* Written request A *
Return the entire passage on Q-learning and DQN word for word, with nothing altered.
* Written request B *
Select every line in the records that contains the string "green", treating uppercase and lowercase as different.

## start Supplied text

Combining a neural-network \(\mathrm{Q}\) approximator, experience replay, and a target network (a copy of \(Q_\theta\) whose parameters are held fixed for many SGD steps and only periodically refreshed) is the recipe known as Deep Q-Networks (DQN). The target network keeps the bootstrapped target stable across many updates.

12.2.1 Fitted Q-learning

An alternative strategy for learning the \(\mathrm{Q}\) function that is somewhat more robust than the standard Q-learning algorithm is a method called fitted Q. It uses the same Bellman-error idea as above, but cleanly separates the two phases: first freeze the bootstrapped targets \(y = r + \gamma \max_{a'} Q_\theta(s', a')\) into a static dataset, then run ordinary supervised regression to fit \(Q_\theta\) to those targets.

## end Supplied text
## start Stored rows

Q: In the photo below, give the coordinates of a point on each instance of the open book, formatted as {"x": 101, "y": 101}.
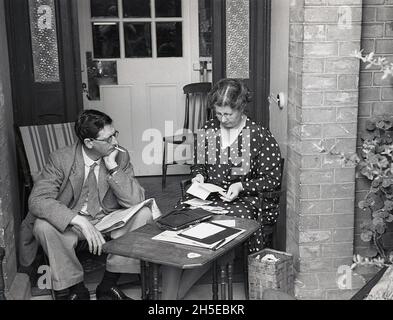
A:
{"x": 119, "y": 218}
{"x": 202, "y": 190}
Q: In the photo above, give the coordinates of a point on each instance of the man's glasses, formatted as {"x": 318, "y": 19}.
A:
{"x": 110, "y": 138}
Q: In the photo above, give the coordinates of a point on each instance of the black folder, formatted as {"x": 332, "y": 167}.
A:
{"x": 221, "y": 235}
{"x": 180, "y": 219}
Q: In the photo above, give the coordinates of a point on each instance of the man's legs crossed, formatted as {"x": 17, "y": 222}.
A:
{"x": 65, "y": 267}
{"x": 121, "y": 264}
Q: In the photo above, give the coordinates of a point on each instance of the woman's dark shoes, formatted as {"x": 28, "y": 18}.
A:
{"x": 112, "y": 293}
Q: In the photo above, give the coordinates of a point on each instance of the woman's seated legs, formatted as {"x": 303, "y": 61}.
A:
{"x": 177, "y": 282}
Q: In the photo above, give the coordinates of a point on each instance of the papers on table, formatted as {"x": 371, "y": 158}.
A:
{"x": 203, "y": 230}
{"x": 202, "y": 190}
{"x": 205, "y": 204}
{"x": 173, "y": 236}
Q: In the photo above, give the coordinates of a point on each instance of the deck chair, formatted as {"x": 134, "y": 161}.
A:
{"x": 196, "y": 113}
{"x": 33, "y": 146}
{"x": 269, "y": 231}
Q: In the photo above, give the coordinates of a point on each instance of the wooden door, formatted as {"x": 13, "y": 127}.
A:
{"x": 147, "y": 102}
{"x": 44, "y": 58}
{"x": 258, "y": 81}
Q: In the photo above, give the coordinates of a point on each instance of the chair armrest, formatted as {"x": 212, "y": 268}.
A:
{"x": 183, "y": 185}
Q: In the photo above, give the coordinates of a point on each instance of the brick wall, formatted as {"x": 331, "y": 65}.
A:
{"x": 322, "y": 114}
{"x": 9, "y": 207}
{"x": 376, "y": 95}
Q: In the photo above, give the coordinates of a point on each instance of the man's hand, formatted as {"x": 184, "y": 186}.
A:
{"x": 110, "y": 160}
{"x": 233, "y": 192}
{"x": 93, "y": 236}
{"x": 198, "y": 178}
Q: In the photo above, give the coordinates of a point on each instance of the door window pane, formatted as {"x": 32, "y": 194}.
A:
{"x": 168, "y": 8}
{"x": 169, "y": 39}
{"x": 106, "y": 40}
{"x": 137, "y": 39}
{"x": 104, "y": 8}
{"x": 136, "y": 8}
{"x": 237, "y": 38}
{"x": 44, "y": 40}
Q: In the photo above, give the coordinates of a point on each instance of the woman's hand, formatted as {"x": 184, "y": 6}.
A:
{"x": 233, "y": 192}
{"x": 198, "y": 178}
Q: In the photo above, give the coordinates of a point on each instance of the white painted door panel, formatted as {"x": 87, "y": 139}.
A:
{"x": 149, "y": 90}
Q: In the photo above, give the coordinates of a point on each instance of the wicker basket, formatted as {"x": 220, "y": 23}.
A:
{"x": 270, "y": 274}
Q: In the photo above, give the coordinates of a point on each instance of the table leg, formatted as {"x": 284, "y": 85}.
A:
{"x": 223, "y": 278}
{"x": 144, "y": 280}
{"x": 230, "y": 288}
{"x": 215, "y": 281}
{"x": 245, "y": 269}
{"x": 154, "y": 267}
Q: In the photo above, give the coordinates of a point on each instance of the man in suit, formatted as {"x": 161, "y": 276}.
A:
{"x": 79, "y": 186}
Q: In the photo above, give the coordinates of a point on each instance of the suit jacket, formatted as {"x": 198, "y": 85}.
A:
{"x": 59, "y": 186}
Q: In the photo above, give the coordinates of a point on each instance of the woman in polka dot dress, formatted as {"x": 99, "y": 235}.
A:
{"x": 245, "y": 160}
{"x": 240, "y": 156}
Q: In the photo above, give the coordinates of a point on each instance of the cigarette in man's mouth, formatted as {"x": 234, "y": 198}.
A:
{"x": 117, "y": 148}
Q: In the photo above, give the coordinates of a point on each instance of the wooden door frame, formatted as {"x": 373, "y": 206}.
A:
{"x": 259, "y": 81}
{"x": 68, "y": 47}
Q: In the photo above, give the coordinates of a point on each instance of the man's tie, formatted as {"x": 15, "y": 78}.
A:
{"x": 93, "y": 203}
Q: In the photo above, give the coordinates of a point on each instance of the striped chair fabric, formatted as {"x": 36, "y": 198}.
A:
{"x": 39, "y": 141}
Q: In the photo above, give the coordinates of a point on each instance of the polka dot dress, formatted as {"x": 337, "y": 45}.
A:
{"x": 252, "y": 159}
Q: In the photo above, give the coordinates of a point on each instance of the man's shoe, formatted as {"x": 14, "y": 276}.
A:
{"x": 113, "y": 293}
{"x": 79, "y": 295}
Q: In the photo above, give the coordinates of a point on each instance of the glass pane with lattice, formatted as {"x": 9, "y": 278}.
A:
{"x": 137, "y": 39}
{"x": 104, "y": 8}
{"x": 169, "y": 39}
{"x": 168, "y": 8}
{"x": 136, "y": 9}
{"x": 44, "y": 40}
{"x": 106, "y": 40}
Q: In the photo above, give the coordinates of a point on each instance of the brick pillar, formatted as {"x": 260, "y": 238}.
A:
{"x": 376, "y": 94}
{"x": 322, "y": 114}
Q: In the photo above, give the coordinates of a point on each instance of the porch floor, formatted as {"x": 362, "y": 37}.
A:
{"x": 165, "y": 199}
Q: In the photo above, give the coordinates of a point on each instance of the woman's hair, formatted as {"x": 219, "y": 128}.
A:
{"x": 229, "y": 92}
{"x": 90, "y": 123}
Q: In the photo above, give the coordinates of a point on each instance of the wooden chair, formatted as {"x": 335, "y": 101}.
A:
{"x": 269, "y": 231}
{"x": 196, "y": 113}
{"x": 33, "y": 146}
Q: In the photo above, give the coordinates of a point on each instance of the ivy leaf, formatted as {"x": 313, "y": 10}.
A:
{"x": 389, "y": 218}
{"x": 380, "y": 228}
{"x": 369, "y": 252}
{"x": 388, "y": 205}
{"x": 370, "y": 125}
{"x": 386, "y": 183}
{"x": 366, "y": 236}
{"x": 363, "y": 204}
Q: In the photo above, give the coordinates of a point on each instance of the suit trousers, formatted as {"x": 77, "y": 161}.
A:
{"x": 66, "y": 270}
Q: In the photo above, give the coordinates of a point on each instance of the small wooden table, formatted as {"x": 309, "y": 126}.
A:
{"x": 138, "y": 244}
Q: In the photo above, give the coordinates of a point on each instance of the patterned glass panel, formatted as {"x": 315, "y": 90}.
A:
{"x": 169, "y": 39}
{"x": 137, "y": 39}
{"x": 168, "y": 8}
{"x": 103, "y": 8}
{"x": 136, "y": 9}
{"x": 237, "y": 38}
{"x": 44, "y": 40}
{"x": 106, "y": 40}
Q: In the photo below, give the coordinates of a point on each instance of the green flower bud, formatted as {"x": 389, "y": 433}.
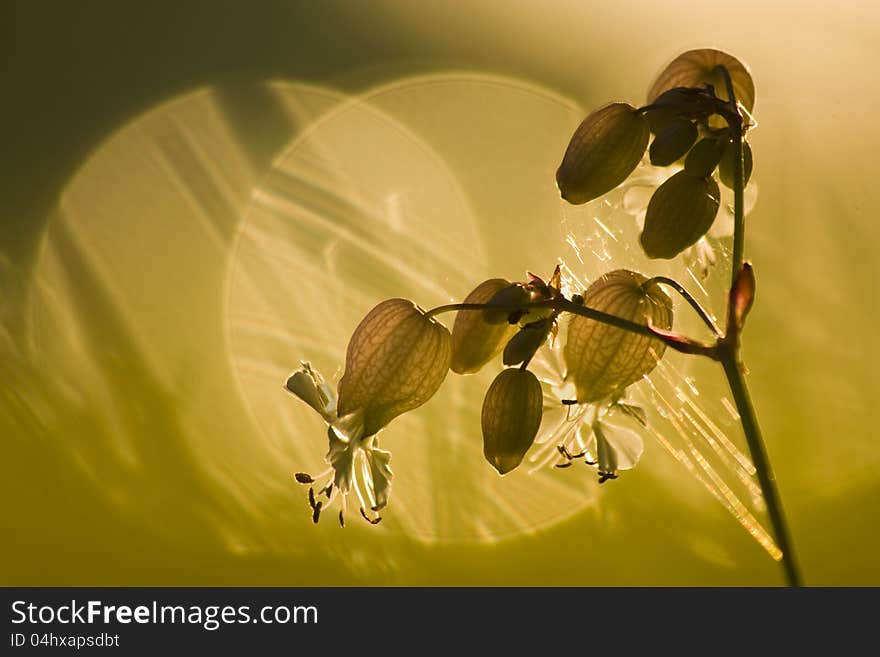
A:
{"x": 726, "y": 169}
{"x": 507, "y": 299}
{"x": 475, "y": 341}
{"x": 396, "y": 360}
{"x": 674, "y": 140}
{"x": 696, "y": 68}
{"x": 525, "y": 343}
{"x": 606, "y": 147}
{"x": 602, "y": 360}
{"x": 704, "y": 157}
{"x": 680, "y": 212}
{"x": 511, "y": 418}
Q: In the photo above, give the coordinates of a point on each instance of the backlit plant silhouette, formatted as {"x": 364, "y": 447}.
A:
{"x": 617, "y": 330}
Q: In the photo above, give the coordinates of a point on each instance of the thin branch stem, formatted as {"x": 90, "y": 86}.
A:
{"x": 761, "y": 460}
{"x": 736, "y": 124}
{"x": 678, "y": 287}
{"x": 685, "y": 346}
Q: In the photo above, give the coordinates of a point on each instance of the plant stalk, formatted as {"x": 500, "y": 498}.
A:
{"x": 760, "y": 459}
{"x": 728, "y": 350}
{"x": 677, "y": 343}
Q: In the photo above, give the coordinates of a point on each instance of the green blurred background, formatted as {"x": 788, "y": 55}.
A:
{"x": 152, "y": 299}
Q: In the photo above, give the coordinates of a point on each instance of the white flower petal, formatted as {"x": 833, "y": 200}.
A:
{"x": 341, "y": 457}
{"x": 309, "y": 386}
{"x": 380, "y": 472}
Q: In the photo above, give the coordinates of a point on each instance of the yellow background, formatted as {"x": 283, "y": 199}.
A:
{"x": 142, "y": 444}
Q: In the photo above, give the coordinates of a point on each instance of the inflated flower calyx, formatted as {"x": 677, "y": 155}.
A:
{"x": 396, "y": 360}
{"x": 474, "y": 340}
{"x": 673, "y": 141}
{"x": 606, "y": 147}
{"x": 679, "y": 213}
{"x": 696, "y": 68}
{"x": 602, "y": 360}
{"x": 511, "y": 418}
{"x": 726, "y": 168}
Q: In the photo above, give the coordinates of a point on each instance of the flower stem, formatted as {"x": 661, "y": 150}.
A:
{"x": 684, "y": 345}
{"x": 735, "y": 121}
{"x": 732, "y": 368}
{"x": 687, "y": 296}
{"x": 728, "y": 352}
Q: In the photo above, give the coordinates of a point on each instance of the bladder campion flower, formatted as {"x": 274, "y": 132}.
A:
{"x": 396, "y": 360}
{"x": 511, "y": 418}
{"x": 603, "y": 360}
{"x": 603, "y": 151}
{"x": 474, "y": 340}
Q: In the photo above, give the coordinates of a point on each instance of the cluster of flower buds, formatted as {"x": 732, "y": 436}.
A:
{"x": 399, "y": 355}
{"x": 690, "y": 116}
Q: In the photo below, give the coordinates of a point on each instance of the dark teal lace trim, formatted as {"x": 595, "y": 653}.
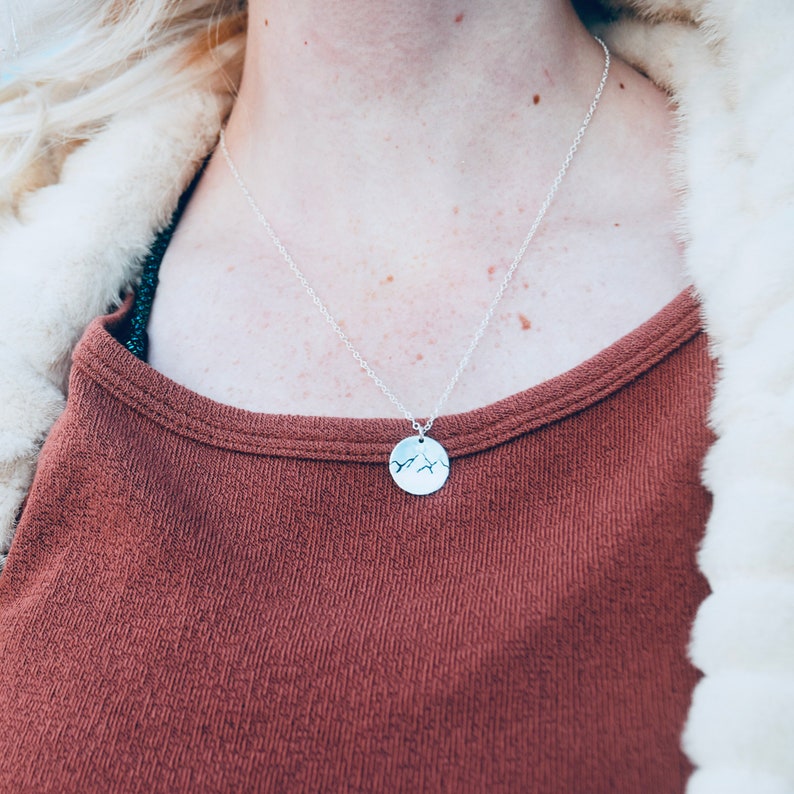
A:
{"x": 137, "y": 341}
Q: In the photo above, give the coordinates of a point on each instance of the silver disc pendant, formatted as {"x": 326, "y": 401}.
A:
{"x": 419, "y": 465}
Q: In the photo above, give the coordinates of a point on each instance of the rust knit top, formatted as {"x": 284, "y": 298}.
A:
{"x": 202, "y": 599}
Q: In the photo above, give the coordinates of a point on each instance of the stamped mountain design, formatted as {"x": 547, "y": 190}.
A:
{"x": 419, "y": 465}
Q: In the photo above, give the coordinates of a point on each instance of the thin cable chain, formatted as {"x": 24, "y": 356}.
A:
{"x": 421, "y": 429}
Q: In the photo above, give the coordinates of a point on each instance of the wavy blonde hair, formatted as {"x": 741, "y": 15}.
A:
{"x": 68, "y": 68}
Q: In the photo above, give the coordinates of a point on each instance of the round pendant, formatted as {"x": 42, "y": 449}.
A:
{"x": 419, "y": 465}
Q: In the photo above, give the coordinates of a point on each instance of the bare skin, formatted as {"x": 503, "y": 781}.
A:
{"x": 401, "y": 151}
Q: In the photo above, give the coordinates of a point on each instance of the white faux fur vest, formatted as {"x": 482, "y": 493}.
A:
{"x": 729, "y": 65}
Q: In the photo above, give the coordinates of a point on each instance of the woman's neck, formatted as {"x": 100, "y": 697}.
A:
{"x": 431, "y": 90}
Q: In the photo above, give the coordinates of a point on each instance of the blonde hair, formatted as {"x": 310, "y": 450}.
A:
{"x": 68, "y": 68}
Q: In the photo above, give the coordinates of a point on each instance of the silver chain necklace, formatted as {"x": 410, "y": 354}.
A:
{"x": 419, "y": 464}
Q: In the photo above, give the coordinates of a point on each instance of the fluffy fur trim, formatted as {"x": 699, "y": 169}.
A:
{"x": 74, "y": 248}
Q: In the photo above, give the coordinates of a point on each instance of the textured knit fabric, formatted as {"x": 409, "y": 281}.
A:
{"x": 199, "y": 598}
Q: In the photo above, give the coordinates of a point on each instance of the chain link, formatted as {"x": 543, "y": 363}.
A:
{"x": 423, "y": 429}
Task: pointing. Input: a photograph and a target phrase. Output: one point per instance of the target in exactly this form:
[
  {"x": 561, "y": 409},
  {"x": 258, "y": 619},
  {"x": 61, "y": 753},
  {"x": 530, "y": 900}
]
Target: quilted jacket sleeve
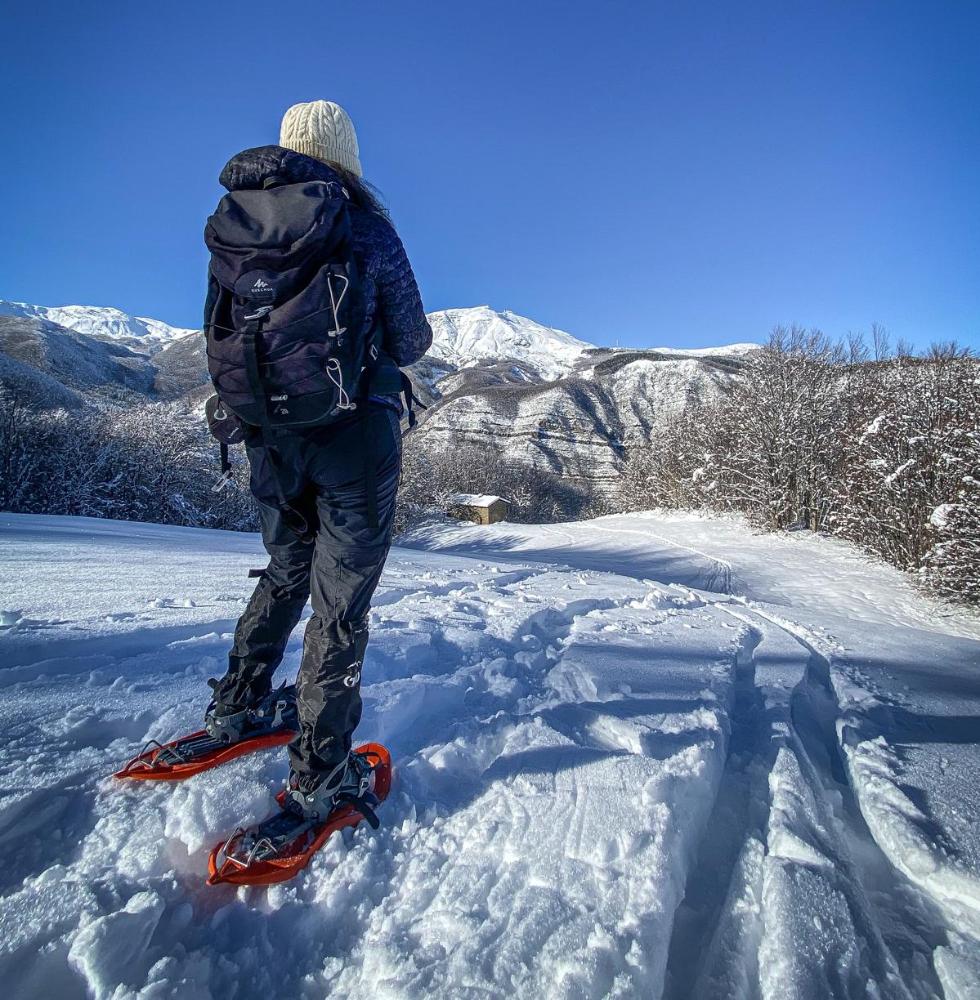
[{"x": 407, "y": 332}]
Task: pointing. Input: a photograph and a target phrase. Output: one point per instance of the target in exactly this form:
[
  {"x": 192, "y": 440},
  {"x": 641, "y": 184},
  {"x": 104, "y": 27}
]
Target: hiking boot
[
  {"x": 274, "y": 712},
  {"x": 351, "y": 781}
]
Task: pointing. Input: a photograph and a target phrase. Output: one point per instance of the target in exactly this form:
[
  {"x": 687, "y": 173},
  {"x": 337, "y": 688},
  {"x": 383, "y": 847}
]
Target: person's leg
[
  {"x": 274, "y": 609},
  {"x": 350, "y": 554}
]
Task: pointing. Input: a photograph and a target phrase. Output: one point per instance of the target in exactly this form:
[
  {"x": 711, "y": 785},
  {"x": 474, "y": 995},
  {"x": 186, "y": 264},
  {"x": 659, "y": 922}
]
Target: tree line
[
  {"x": 877, "y": 446},
  {"x": 874, "y": 445}
]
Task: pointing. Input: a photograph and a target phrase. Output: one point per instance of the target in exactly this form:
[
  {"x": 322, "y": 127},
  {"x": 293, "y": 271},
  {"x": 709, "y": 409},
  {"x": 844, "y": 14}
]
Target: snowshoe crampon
[
  {"x": 195, "y": 753},
  {"x": 282, "y": 846}
]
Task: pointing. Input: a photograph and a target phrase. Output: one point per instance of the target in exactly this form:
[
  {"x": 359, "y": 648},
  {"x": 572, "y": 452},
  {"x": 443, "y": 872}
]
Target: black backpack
[{"x": 285, "y": 340}]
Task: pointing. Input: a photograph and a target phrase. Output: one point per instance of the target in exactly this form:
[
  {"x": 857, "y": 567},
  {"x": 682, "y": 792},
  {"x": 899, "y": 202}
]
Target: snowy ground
[{"x": 638, "y": 756}]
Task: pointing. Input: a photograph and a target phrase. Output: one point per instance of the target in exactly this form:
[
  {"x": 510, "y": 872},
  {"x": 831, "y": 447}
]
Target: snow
[
  {"x": 476, "y": 499},
  {"x": 103, "y": 322},
  {"x": 645, "y": 755},
  {"x": 724, "y": 350},
  {"x": 464, "y": 337}
]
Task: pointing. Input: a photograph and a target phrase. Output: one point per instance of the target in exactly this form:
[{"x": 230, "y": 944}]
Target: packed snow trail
[{"x": 658, "y": 774}]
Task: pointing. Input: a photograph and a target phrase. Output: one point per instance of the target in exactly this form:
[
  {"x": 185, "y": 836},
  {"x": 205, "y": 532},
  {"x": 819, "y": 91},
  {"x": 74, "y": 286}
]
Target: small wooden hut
[{"x": 480, "y": 509}]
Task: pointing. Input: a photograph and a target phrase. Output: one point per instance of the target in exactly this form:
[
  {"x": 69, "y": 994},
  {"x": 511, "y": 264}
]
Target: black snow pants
[{"x": 325, "y": 474}]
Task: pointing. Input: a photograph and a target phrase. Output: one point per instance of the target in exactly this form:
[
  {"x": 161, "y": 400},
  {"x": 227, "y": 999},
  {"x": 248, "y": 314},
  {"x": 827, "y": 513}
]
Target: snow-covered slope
[
  {"x": 102, "y": 322},
  {"x": 465, "y": 337},
  {"x": 724, "y": 351},
  {"x": 582, "y": 425},
  {"x": 619, "y": 773}
]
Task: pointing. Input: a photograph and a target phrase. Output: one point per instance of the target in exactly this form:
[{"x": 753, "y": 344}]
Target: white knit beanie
[{"x": 323, "y": 130}]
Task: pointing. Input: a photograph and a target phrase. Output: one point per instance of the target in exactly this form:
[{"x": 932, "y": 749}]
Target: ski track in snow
[{"x": 634, "y": 775}]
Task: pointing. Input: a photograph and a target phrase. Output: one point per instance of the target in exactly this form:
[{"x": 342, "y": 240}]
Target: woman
[{"x": 326, "y": 495}]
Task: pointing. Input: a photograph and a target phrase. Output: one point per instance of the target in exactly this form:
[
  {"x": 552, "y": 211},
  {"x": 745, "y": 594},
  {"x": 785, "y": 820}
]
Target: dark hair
[{"x": 363, "y": 194}]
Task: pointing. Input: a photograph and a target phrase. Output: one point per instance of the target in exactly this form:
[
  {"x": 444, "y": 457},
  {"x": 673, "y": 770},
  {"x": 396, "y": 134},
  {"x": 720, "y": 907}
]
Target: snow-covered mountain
[
  {"x": 102, "y": 322},
  {"x": 580, "y": 426},
  {"x": 534, "y": 393},
  {"x": 467, "y": 337}
]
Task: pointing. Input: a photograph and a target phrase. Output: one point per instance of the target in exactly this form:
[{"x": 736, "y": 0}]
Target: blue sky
[{"x": 635, "y": 173}]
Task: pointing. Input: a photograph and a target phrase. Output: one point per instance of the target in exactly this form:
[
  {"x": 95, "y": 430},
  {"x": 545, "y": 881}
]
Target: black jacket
[{"x": 388, "y": 284}]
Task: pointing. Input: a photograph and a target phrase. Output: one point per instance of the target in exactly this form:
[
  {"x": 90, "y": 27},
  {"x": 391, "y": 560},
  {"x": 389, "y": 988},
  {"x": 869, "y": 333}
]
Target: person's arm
[{"x": 407, "y": 333}]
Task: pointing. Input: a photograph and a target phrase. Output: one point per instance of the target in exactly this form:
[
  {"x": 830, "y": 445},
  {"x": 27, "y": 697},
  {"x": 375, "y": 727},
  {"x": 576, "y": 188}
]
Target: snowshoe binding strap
[
  {"x": 275, "y": 711},
  {"x": 279, "y": 848}
]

## end Stored rows

* Written response A *
Combining a neural-network \(\mathrm{Q}\) approximator, experience replay, and a target network (a copy of \(Q_\theta\) whose parameters are held fixed for many SGD steps and only periodically refreshed) is the recipe known as Deep Q-Networks (DQN). The target network keeps the bootstrapped target stable across many updates.

12.2.1 Fitted Q-learning

An alternative strategy for learning the \(\mathrm{Q}\) function that is somewhat more robust than the standard Q-learning algorithm is a method called fitted Q. It uses the same Bellman-error idea as above, but cleanly separates the two phases: first freeze the bootstrapped targets \(y = r + \gamma \max_{a'} Q_\theta(s', a')\) into a static dataset, then run ordinary supervised regression to fit \(Q_\theta\) to those targets.

* Written response B *
Q: In the photo below, give the coordinates of a point on each instance of the green flower bud, formatted as {"x": 389, "y": 433}.
Q: In the photo above, give the coordinates of a point on each instance of the green blurred background, formatted as {"x": 788, "y": 55}.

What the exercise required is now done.